__Records supplied__
[Begin]

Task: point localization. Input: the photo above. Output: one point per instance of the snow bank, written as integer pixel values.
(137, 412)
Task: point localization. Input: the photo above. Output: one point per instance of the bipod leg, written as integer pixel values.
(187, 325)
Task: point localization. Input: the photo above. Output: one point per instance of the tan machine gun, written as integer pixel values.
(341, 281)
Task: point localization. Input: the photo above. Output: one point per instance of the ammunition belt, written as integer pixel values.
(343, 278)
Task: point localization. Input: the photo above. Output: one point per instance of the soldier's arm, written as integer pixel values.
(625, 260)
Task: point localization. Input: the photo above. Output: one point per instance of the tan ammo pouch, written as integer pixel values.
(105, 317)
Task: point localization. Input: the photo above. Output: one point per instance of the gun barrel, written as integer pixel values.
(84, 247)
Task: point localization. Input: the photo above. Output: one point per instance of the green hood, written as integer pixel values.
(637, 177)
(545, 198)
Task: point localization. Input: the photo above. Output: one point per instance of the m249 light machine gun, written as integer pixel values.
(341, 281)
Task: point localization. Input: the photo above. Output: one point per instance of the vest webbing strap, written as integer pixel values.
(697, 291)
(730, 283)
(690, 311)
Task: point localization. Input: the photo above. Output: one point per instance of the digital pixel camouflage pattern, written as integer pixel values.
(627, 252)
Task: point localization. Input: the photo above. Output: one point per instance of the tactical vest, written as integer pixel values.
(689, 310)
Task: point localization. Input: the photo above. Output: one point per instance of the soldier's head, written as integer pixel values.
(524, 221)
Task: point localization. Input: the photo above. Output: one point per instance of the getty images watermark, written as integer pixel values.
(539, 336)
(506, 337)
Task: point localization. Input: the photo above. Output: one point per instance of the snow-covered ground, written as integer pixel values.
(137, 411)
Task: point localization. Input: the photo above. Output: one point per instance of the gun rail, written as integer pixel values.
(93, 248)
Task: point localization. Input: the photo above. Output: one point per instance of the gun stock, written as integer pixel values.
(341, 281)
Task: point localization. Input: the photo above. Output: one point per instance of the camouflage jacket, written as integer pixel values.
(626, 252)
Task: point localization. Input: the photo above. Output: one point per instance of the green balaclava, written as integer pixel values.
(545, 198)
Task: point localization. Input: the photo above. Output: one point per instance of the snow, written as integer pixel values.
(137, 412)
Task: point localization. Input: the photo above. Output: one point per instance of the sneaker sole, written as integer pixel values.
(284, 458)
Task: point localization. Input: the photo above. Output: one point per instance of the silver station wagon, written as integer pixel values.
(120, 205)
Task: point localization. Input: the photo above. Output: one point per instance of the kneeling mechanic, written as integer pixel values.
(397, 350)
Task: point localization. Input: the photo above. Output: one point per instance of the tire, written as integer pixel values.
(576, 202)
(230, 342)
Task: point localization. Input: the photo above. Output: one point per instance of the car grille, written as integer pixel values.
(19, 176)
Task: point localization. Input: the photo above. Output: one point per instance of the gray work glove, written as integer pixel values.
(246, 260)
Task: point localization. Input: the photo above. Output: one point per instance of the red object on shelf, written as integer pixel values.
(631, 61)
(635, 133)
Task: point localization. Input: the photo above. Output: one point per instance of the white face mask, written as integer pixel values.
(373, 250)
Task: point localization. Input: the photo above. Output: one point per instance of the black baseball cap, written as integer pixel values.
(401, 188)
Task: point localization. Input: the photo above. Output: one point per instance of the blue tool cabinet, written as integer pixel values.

[End]

__Required work__
Rewrite every entry, replacing "integer pixel values" with "whole-number pixel coordinates" and leaving everything else unchanged.

__Written solution__
Task: point localization. Input: the photo above. Output: one point per instance of the snow bank, written as whole-number pixel coordinates.
(137, 412)
Task: point localization. Input: the photo above. Output: one point per instance of the bipod leg, written as whole-number pixel coordinates.
(187, 325)
Task: point localization. Input: the photo above. Output: one point per instance of the tan machine gun, written as whole-number pixel coordinates.
(341, 281)
Task: point localization. Input: the photo above. Output: one point per instance of the ammunition belt, written as whole-number pixel coordinates.
(343, 278)
Task: point localization. Input: the photo above. Output: one point per instance of the soldier's arm, written as whole-number pixel coordinates.
(625, 260)
Task: point localization. Input: the photo above. Output: one point per instance of the tan ammo pouch, written as whole-number pixel coordinates.
(105, 317)
Task: point localization. Input: the photo above. Output: one point per instance of the gun barrel, written as whole-number pixel coordinates.
(84, 247)
Task: point localization. Input: the photo above. Output: one point per instance of the green hood, written as whole-number pixel coordinates.
(637, 177)
(545, 198)
Task: point localization. Input: the photo above. Output: one point per instance of the m249 light machine gun, written as whole-number pixel coordinates.
(341, 281)
Task: point localization. Input: the photo above. Output: one point per instance of the vest webbing strap, written as whole-number pixel coordinates.
(697, 291)
(730, 283)
(690, 311)
Task: point localization. Input: the photo above. Output: one point per instance of the digital pixel camouflage pattern, written as whole-number pixel coordinates.
(627, 252)
Task: point localization. Input: the photo above. Output: one point per instance of the tactical vest, written as whole-number pixel coordinates.
(689, 310)
Task: point localization. Input: the photo above. Output: one point per instance of the soldier's head, written as whole-number pixel coordinates.
(524, 221)
Task: point localization. Input: the photo above. Output: one point per instance of the getty images watermark, written as whole-number pixel coordinates.
(539, 336)
(506, 337)
Task: point localization. Input: the photo above. Output: one point per instance of the snow-covered ground, written as whole-number pixel coordinates.
(137, 411)
Task: point localization. Input: the photo above. Output: one point per instance of the gun rail, written as whole-number pixel coordinates.
(93, 248)
Task: point localization. Input: the photo above. Output: one point per instance of the gun stock, written as whole-number pixel coordinates.
(341, 281)
Task: point localization. Input: the photo above. Output: one point per instance of the camouflage jacket, written as whole-number pixel coordinates.
(626, 252)
Task: point localization. Input: the photo above. Output: one point per instance of the green balaclava, written as whole-number pixel coordinates.
(545, 198)
Task: point localization. Input: the photo above. Output: one point per instance of the snow, written as whole-number pixel coordinates.
(137, 412)
Task: point localization. Input: the photo above. Output: one point per instance of the sneaker sole, written as whole-number pixel coordinates.
(284, 458)
Task: point localization. Input: the photo above. Output: one point per instance of the silver station wagon, written as whole-number pixel coordinates.
(120, 205)
Task: point localization. Input: the photo above. Output: one point per instance of the kneeling mechanic, written as whole-number pixel coordinates.
(397, 350)
Task: point localization. Input: the photo above. Output: one point per instance of the tire, written as whole-number pixel coordinates.
(576, 202)
(230, 342)
Task: point localization. Input: the photo above. Output: one point per instance of the car grille, written as whole-number pixel coordinates.
(19, 176)
Task: point localization. Input: the photo above. Output: one point per instance of the gray work glove, written as whole-number pixel coordinates.
(246, 260)
Task: point localization. Input: the photo above. Output: one point per instance of the red object on shelf, written as whole-number pixel coordinates.
(631, 61)
(635, 133)
Task: point localization. Input: the photo above. Output: one point per instance of the white face mask, written as whole-number pixel coordinates.
(373, 250)
Task: point localization. Input: the photo above. Output: one point per instance of the black baseball cap, written as whole-number pixel coordinates.
(401, 188)
Task: point localization. Input: the photo above. Output: one point per instance of the blue tool cabinet, written as whole-number pixel coordinates.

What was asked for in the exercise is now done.